• **PROBLEM TO WORK ON**
How many lines in the entries below contain the string "dark", with uppercase and lowercase treated as different? Reply with the number alone.
============
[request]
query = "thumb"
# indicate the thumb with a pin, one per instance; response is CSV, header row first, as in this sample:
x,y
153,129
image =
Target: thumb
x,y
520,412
============
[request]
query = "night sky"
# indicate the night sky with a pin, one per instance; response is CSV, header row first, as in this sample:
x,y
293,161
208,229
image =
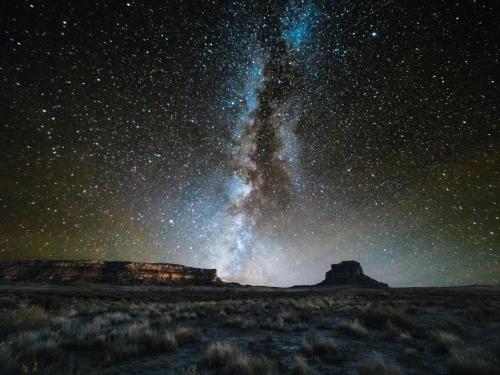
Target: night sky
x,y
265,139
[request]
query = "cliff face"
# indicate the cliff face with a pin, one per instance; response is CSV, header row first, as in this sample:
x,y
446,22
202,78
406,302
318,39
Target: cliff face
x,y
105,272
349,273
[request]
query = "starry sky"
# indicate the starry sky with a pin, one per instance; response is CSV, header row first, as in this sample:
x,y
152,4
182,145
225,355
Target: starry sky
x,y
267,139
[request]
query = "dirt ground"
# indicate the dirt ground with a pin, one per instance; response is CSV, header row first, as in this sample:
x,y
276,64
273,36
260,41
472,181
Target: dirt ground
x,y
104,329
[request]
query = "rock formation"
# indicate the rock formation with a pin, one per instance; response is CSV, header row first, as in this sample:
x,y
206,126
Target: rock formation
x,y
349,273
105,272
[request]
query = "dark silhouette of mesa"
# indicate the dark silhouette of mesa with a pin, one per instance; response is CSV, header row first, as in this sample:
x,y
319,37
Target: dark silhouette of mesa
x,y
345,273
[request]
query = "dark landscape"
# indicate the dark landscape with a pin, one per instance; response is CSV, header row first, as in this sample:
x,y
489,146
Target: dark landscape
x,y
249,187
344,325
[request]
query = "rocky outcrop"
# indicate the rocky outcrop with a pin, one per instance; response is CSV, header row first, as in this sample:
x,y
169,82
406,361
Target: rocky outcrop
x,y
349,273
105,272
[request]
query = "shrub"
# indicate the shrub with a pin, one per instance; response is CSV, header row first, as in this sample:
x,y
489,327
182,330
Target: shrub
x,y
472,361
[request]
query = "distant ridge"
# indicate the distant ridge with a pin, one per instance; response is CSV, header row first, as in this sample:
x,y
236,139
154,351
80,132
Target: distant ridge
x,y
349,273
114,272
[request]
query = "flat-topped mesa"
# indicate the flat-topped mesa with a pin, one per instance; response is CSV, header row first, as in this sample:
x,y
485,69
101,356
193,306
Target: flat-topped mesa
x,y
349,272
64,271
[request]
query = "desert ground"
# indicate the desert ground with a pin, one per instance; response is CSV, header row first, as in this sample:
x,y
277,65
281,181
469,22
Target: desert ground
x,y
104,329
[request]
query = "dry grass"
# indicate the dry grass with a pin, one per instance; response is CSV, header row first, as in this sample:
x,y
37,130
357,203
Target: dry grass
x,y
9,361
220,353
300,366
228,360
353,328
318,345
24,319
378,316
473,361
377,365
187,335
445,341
============
• **EXERCISE OUTPUT**
6